**Exercise aim**
All of the data is to be restated word for word.

(Data extracted from a collection)
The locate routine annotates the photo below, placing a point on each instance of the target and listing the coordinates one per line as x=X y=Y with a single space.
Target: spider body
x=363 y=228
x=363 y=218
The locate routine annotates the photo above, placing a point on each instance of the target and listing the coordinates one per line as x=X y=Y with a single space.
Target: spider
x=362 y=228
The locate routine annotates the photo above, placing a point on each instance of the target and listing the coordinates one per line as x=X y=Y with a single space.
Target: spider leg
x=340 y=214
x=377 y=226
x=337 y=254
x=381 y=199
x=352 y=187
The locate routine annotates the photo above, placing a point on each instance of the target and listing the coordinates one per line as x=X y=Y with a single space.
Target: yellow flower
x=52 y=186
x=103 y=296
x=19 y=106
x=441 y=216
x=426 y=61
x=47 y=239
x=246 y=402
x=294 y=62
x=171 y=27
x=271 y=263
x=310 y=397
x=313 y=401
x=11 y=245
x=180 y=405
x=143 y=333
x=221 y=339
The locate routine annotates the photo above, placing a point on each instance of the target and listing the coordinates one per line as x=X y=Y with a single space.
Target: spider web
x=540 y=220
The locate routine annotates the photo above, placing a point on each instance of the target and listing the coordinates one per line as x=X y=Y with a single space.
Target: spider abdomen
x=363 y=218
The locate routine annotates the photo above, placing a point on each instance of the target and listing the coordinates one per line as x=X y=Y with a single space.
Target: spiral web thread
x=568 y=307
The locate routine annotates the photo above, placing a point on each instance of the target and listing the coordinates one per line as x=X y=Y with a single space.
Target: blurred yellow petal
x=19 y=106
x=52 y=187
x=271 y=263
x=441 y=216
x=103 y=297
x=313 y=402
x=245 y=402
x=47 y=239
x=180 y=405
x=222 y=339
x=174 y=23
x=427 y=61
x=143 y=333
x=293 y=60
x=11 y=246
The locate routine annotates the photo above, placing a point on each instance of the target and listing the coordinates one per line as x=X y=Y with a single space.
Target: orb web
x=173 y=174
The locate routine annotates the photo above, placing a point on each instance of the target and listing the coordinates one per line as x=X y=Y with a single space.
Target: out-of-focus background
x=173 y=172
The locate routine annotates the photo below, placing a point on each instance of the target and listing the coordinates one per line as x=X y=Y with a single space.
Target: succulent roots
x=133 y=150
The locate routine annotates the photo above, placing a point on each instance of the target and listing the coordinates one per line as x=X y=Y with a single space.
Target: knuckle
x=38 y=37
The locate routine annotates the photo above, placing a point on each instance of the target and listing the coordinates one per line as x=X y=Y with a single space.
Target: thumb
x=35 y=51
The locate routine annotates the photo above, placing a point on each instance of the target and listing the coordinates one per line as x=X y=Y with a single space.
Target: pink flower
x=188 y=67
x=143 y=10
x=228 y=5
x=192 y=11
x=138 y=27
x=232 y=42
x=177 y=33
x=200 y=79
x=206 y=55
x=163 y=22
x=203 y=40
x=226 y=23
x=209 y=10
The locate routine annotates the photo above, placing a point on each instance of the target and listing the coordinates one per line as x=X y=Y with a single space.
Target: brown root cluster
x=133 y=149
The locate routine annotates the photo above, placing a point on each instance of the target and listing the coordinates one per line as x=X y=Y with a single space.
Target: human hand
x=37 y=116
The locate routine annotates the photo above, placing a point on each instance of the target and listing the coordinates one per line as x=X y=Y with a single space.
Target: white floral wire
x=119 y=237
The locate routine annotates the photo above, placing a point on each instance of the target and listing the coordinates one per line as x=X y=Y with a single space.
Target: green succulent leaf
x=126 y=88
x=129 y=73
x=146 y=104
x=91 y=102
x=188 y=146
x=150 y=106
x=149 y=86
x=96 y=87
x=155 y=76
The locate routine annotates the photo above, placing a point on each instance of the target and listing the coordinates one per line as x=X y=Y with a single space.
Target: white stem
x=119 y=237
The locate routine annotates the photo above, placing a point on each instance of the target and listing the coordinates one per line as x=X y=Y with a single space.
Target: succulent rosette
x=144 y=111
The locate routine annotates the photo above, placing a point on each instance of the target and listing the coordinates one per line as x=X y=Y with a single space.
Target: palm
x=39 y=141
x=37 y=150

**Answer area**
The locate routine annotates the photo below, placing a point on each instance of the target and listing the coordinates one per line as x=X y=Y with a single space.
Target: spider body
x=363 y=228
x=363 y=218
The locate routine annotates the photo above, placing a point on each instance of the target and listing the coordinates one per line as x=X y=Y with a single space.
Target: spider
x=362 y=228
The locate routine annotates the photo above, placing a point on each instance of the target and listing the coordinates one per line as x=X y=Y with a single space.
Target: spider leg
x=340 y=214
x=377 y=226
x=337 y=254
x=381 y=199
x=352 y=187
The locate routine annotates the photo above, placing a point on each instance of the target and listing the coordinates one per line as x=X y=Y with a single space.
Target: yellow flower
x=52 y=186
x=103 y=296
x=19 y=106
x=441 y=216
x=426 y=61
x=47 y=239
x=246 y=402
x=294 y=62
x=171 y=27
x=271 y=263
x=310 y=397
x=313 y=401
x=11 y=245
x=180 y=405
x=143 y=333
x=221 y=339
The locate routine annotates the photo above, placing a point on each instance of the target and listing the coordinates one per line as x=X y=Y with a single space.
Target: spider web
x=540 y=220
The locate routine annotates the photo above, placing a point on each instance of the target and listing the coordinates one per line as x=X y=Y with a single space.
Target: spider abdomen
x=363 y=218
The locate routine annotates the photo above, placing a point on each instance of the target and listing the coordinates one per line as x=X y=Y with a single space.
Target: spiral web thread
x=568 y=307
The locate routine annotates the photo above, placing a point on each instance of the target and listing the coordinates one per line as x=X y=Y with a single space.
Target: blurred yellow petal
x=19 y=106
x=52 y=187
x=271 y=263
x=441 y=216
x=103 y=297
x=313 y=402
x=245 y=402
x=47 y=239
x=180 y=405
x=222 y=339
x=174 y=23
x=427 y=61
x=143 y=333
x=293 y=60
x=11 y=246
The locate routine annotates the photo above, placing a point on each instance of the target and listing the coordinates one per line as x=X y=Y with a single space.
Target: orb web
x=173 y=174
The locate routine annotates the photo above, placing a point on each instance of the target and listing the coordinates one per line as x=X y=Y with a single space.
Target: out-of-focus background
x=173 y=172
The locate routine annotates the photo below, placing a point on each instance of the target and listing the coordinates one per line as x=X y=Y with a single space.
Target: succulent roots
x=133 y=150
The locate routine annotates the photo above, placing a point on each instance of the target and listing the coordinates one per line as x=X y=Y with a single space.
Target: knuckle
x=38 y=37
The locate routine annotates the photo above, placing a point on each instance of the target and listing the coordinates one per line as x=X y=Y with a single space.
Target: thumb
x=35 y=51
The locate routine annotates the photo above, placing a point on each instance of the target and listing the coordinates one per line as x=X y=Y with a single space.
Target: pink flower
x=188 y=67
x=143 y=10
x=228 y=5
x=192 y=11
x=138 y=27
x=232 y=42
x=177 y=33
x=200 y=79
x=206 y=55
x=163 y=22
x=203 y=40
x=226 y=23
x=209 y=10
The locate routine annotates the photo above, placing a point on each instance of the target and listing the coordinates one per line as x=X y=Y with a single space.
Target: brown root cluster
x=133 y=149
The locate routine annotates the photo above, placing a point on each instance of the target and listing the coordinates one per line as x=X y=Y with a single space.
Target: human hand
x=37 y=116
The locate routine annotates the photo above, placing a point on each instance of the target and listing the coordinates one per line as x=X y=Y with a single space.
Target: white floral wire
x=119 y=237
The locate routine annotates the photo above, placing a point on each instance of the target and listing the coordinates one per line as x=X y=Y with a single space.
Target: green succulent leaf
x=126 y=88
x=129 y=73
x=146 y=104
x=91 y=102
x=188 y=146
x=150 y=106
x=149 y=86
x=96 y=87
x=155 y=76
The locate routine annotates the photo above, placing a point on each instance of the target and listing the coordinates one per line as x=X y=Y with a single space.
Target: white stem
x=119 y=237
The locate routine annotates the photo above, placing a point on each instance of the target and listing the coordinates one per line as x=X y=Y with a single space.
Target: succulent rosette
x=144 y=111
The locate routine annotates the photo above, placing a point on each instance of the target and listing the coordinates one per line as x=X y=Y with a single space.
Target: palm
x=39 y=141
x=37 y=150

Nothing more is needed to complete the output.